** Start **

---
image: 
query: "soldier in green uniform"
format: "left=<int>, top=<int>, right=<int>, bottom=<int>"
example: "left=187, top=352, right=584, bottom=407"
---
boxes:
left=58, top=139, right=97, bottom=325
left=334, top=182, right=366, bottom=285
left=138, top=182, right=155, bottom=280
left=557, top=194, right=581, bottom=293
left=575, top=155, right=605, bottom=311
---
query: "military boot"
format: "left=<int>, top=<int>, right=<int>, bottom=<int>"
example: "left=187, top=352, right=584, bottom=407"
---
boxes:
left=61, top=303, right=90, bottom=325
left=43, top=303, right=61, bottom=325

** End **
** Start **

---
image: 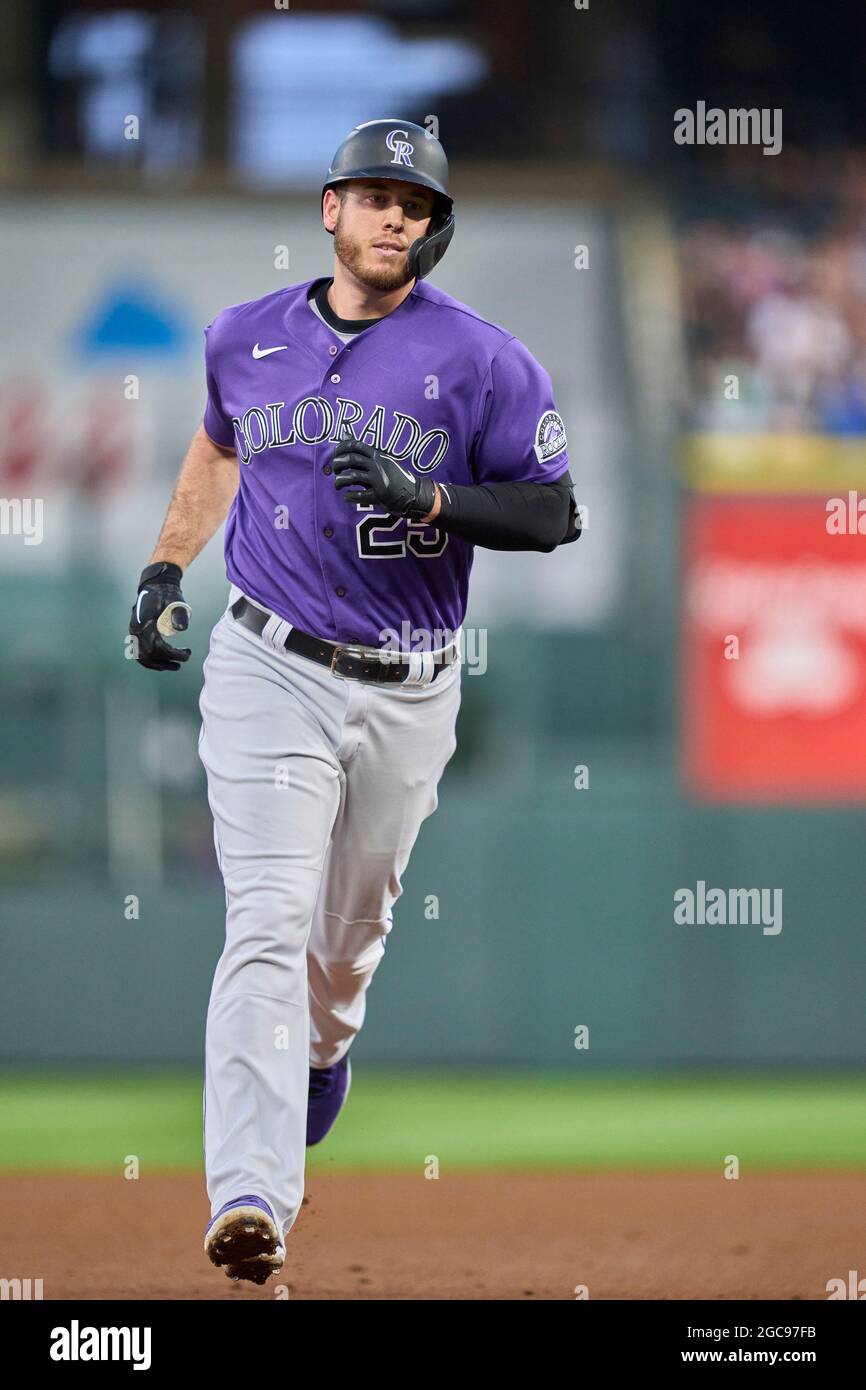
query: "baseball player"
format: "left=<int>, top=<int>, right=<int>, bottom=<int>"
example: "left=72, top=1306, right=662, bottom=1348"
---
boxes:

** End **
** Start **

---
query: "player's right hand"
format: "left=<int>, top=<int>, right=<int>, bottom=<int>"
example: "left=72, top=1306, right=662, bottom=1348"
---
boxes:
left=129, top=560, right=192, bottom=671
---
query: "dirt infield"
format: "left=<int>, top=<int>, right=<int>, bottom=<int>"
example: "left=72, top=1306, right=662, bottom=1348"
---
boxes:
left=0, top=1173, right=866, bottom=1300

** End **

Pick out every line of the listing above that contains the word "query", matching case exactly, and copy each one out.

Correct answer:
query: "soldier in green uniform"
query: "military boot"
query: "baseball player"
query: "player's right hand"
query: "dirt infield"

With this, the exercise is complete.